■ AIM: Gather every line of the rows below that contains the word "green", and list those lines.

____

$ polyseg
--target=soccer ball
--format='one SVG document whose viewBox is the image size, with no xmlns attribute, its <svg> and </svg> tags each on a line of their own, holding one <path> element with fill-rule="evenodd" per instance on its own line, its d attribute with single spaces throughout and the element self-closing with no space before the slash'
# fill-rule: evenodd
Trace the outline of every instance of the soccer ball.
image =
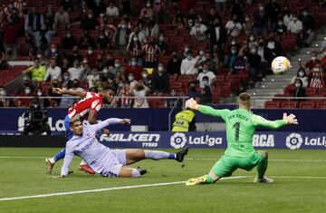
<svg viewBox="0 0 326 213">
<path fill-rule="evenodd" d="M 283 74 L 289 71 L 291 63 L 284 56 L 278 56 L 272 62 L 272 70 L 275 74 Z"/>
</svg>

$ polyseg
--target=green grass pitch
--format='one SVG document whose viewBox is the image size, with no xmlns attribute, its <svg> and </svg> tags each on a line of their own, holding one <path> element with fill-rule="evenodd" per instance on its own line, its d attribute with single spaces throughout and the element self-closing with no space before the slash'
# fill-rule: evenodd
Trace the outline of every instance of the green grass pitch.
<svg viewBox="0 0 326 213">
<path fill-rule="evenodd" d="M 0 200 L 55 192 L 184 181 L 208 172 L 223 150 L 189 150 L 182 163 L 144 160 L 149 174 L 139 179 L 108 179 L 77 169 L 75 157 L 66 179 L 45 174 L 44 157 L 59 149 L 0 149 Z M 185 184 L 0 201 L 0 212 L 325 212 L 325 150 L 270 150 L 267 176 L 275 183 L 252 183 L 256 170 L 237 170 L 235 179 L 214 185 Z M 29 157 L 29 158 L 24 158 Z M 55 165 L 60 174 L 62 161 Z"/>
</svg>

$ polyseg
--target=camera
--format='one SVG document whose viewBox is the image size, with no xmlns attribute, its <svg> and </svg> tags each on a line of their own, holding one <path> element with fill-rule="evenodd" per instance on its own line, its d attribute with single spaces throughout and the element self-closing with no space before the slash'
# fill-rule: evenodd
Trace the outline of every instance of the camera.
<svg viewBox="0 0 326 213">
<path fill-rule="evenodd" d="M 25 124 L 23 134 L 40 135 L 44 132 L 51 135 L 51 129 L 48 123 L 47 111 L 43 109 L 38 98 L 34 99 L 28 111 L 24 114 Z"/>
</svg>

____

■ TASK SOLUTION:
--target=green grass pitch
Trace the outline of every instance of the green grass pitch.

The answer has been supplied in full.